**WORK REQUIRED:**
Report how many lines of the data below contain the word "neck", and give only the number.

**SOURCE DATA:**
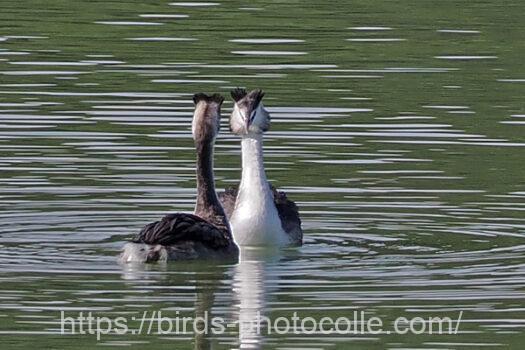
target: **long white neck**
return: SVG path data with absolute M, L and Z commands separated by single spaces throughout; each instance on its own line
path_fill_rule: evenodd
M 263 136 L 262 134 L 245 135 L 241 141 L 242 147 L 242 178 L 241 191 L 251 190 L 270 195 L 266 172 L 264 171 L 263 159 Z M 250 191 L 250 192 L 251 192 Z M 254 195 L 251 193 L 250 195 Z
M 261 134 L 250 134 L 241 141 L 241 185 L 230 220 L 235 241 L 241 246 L 279 246 L 289 241 L 264 172 L 262 138 Z

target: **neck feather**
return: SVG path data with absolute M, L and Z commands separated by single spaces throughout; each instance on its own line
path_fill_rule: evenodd
M 268 190 L 268 180 L 264 171 L 263 135 L 245 135 L 242 147 L 241 188 Z
M 226 225 L 226 215 L 215 192 L 213 175 L 213 142 L 197 144 L 197 203 L 195 215 Z

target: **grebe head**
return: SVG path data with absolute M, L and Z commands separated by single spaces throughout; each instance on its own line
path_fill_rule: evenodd
M 119 261 L 127 263 L 149 263 L 166 261 L 166 248 L 161 245 L 152 245 L 141 242 L 128 242 L 122 248 Z
M 219 94 L 208 96 L 203 93 L 193 95 L 195 113 L 191 132 L 195 143 L 213 142 L 219 134 L 221 105 L 224 97 Z
M 262 134 L 270 128 L 270 113 L 262 104 L 262 90 L 246 93 L 244 89 L 235 89 L 231 95 L 235 105 L 230 118 L 230 128 L 234 134 Z

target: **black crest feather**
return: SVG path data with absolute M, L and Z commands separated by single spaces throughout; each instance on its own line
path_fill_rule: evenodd
M 255 109 L 257 106 L 259 106 L 259 103 L 261 103 L 262 98 L 264 97 L 264 91 L 261 89 L 252 90 L 248 95 L 250 99 L 253 100 L 252 108 Z
M 231 96 L 232 96 L 232 98 L 233 98 L 233 100 L 235 102 L 239 102 L 246 95 L 247 95 L 246 90 L 244 90 L 242 88 L 233 89 L 232 92 L 231 92 Z

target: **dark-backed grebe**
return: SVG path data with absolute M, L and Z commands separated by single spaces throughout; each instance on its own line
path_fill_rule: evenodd
M 215 192 L 213 146 L 220 128 L 224 98 L 218 94 L 193 96 L 192 134 L 197 150 L 197 203 L 194 214 L 168 214 L 146 225 L 127 243 L 120 261 L 237 260 L 239 248 Z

**RESPONSE:**
2